§ Assignment A:
Answer each question from the comments on domestic violence reporting.
(i) On which channel did the first comment's writer keep seeing reports of women being killed by their partners?
(ii) In the case the first comment mentions, whom did the elderly man kill?
(iii) Which article does the second comment react to?
§ Assignment B: Write the next part of the comments on domestic violence reporting, picking up after the last sentence.

+++ Selected excerpt +++

I was very interested in reading this report on domestic violence, because ever since the Covid crisis began I’ve kept seeing reports on Sky about women of various ages being killed by their partners, but there was no further reporting on this. There was a case of an elderly man killing his wife and he was arrested, but I never heard anything more about it. MPs in parliament seem to know all about this topic because it’s been mentioned, but that’s as far as its gone. What’s going on? People need to be aware of all instances of domestic violence, especially since Covid, because if they are then maybe women should be made aware of this. Violence could also be affecting children who might get injured by their parent(s) or thrown out into the street. We, the public, need to know what’s going on and what’s going to be done about it.

Charlotte Jefferyreply
December 11, 2020 at 10:26 am

My reaction to the ‘Mail’ article, is that unfortunately this is the way that such awful cases have regularly been reported in the media and therefore accepted it. How I’d have felt if it was my daughter and family being written about would have been entirely different. Total double standard, which must be eliminated, by considered reporting of such tragedies.

+++ Source material +++

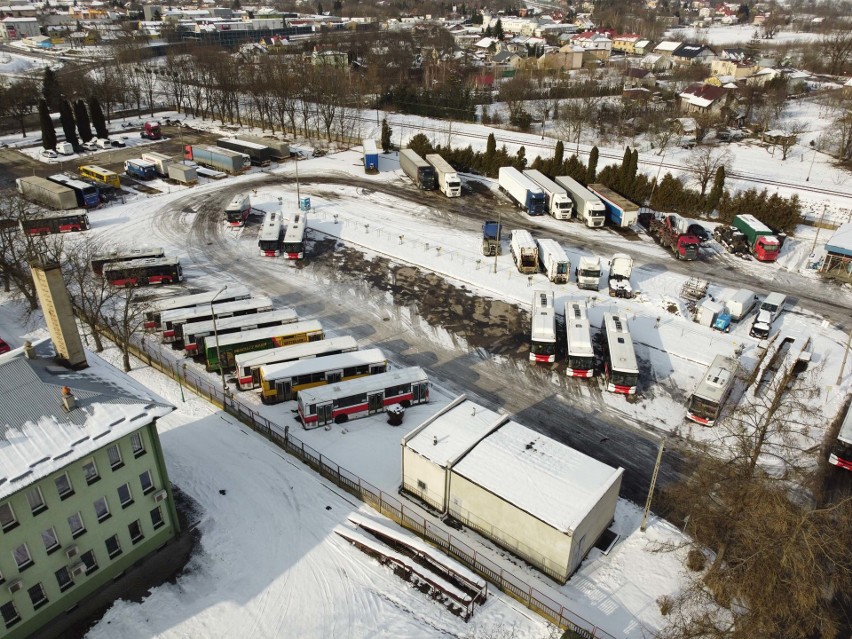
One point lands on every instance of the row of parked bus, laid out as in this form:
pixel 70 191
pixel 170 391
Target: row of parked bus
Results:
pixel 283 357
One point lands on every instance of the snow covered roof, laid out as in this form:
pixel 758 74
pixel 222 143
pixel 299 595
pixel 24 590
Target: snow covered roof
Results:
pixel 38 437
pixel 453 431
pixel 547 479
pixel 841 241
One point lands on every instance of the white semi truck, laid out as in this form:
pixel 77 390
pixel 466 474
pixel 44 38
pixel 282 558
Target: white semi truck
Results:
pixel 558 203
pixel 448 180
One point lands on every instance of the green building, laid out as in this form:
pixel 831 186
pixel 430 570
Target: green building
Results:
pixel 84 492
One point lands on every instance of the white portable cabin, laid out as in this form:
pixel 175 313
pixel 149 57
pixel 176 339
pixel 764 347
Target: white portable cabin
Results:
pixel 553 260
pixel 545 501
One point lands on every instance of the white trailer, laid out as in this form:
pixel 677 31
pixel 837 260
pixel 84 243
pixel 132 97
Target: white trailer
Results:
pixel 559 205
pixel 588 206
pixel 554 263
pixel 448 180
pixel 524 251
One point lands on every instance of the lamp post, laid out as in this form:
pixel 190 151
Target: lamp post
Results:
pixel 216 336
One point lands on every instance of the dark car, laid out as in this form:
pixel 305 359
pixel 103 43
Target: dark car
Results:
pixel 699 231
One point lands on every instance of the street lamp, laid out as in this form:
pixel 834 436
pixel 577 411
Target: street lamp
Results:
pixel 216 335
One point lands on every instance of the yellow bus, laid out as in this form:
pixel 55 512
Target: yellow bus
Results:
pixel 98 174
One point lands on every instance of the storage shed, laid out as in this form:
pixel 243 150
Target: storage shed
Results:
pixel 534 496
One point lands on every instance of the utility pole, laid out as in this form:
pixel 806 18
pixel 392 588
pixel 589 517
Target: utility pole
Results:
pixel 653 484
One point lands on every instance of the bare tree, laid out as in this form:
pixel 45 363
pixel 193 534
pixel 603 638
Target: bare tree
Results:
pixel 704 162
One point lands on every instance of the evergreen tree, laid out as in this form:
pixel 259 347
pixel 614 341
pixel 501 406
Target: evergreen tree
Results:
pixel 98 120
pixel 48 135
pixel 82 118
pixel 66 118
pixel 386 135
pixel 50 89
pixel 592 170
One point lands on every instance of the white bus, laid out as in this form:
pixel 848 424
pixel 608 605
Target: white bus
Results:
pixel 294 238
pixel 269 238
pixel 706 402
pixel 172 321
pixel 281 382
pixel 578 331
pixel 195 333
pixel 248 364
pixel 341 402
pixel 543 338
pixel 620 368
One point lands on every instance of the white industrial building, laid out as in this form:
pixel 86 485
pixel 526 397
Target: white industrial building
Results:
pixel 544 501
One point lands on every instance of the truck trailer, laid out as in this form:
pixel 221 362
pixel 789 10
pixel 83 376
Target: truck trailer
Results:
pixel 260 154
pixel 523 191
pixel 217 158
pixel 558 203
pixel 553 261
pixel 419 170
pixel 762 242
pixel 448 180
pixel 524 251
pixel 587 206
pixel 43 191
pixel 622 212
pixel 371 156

+++

§ Written answer A:
(i) Sky
(ii) His wife
(iii) The 'Mail' article

§ Written answer B:
Roz Wallacereply
December 11, 2020 at 10:38 am

Victim blaming is not likely to go away. Newspapers make money from sensational stories. Therefore newspapers are highly unlikely to change their behaviour. Blaming the victim can be seen to justify the heartless reporting – its a vicious circle perpetuated by people to whom money is their only aim and they don’t care who gets trampled in their pursuit of it. There need to be laws with teeth to limit this kind of news coverage. Guidelines will only be flouted or wriggled around. The trouble is, as can be seen by the woefully low level of successful prosecutions for rape (or even rape cases making it to trial), the law lords don’t really give a fig for women’s issues. To be kind, I do not think the largely male dominated CPS have a clue when it comes to understanding what domestic abuse really means; what devastating effects rape and sexual have on the lives of women and children let alone coercive and dominating behaviours. To be less kind and more honest, I don’t think they put much effort into trying to find out. Unless there are serious sanctions that hit at the heart of the finances of the media, and unless such sanctions were actually to be implemented, I do not think anything will change.

Janet Bungayreply
December 11, 2020 at 6:04 pm

So many people get off on reading salacious details of sexual or domestic abuse that what we are often reading is pornography masked as news. I no longer purchase newspapers myself as so called journalists seem unable to restrain from shock headlines that appeal to the basest instincts.